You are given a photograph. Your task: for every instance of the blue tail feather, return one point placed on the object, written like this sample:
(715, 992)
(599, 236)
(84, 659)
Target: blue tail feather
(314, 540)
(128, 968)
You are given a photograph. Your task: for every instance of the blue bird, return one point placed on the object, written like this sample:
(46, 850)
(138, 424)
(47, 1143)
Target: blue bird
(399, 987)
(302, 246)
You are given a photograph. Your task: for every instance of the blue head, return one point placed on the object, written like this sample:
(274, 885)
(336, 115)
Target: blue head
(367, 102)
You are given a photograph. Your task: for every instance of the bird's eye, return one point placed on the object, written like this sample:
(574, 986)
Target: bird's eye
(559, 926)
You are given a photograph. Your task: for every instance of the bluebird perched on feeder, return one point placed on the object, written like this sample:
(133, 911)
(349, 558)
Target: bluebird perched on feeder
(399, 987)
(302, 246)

- Short task
Extract the lines verbatim, beginning with the line that contains "of the bird's" and continuing through the final line of the records.

- Result below
You are given a photograph. Your task: for every instance of the bird's eye, return one point placed on the object, written like this sample:
(574, 986)
Target: bird's eye
(559, 926)
You are given a photograph. Your task: for every instance of the bluebird perched on feeder, return one point placed on the object, written like this sample:
(133, 911)
(349, 558)
Target: bluebird perched on feeder
(399, 987)
(302, 246)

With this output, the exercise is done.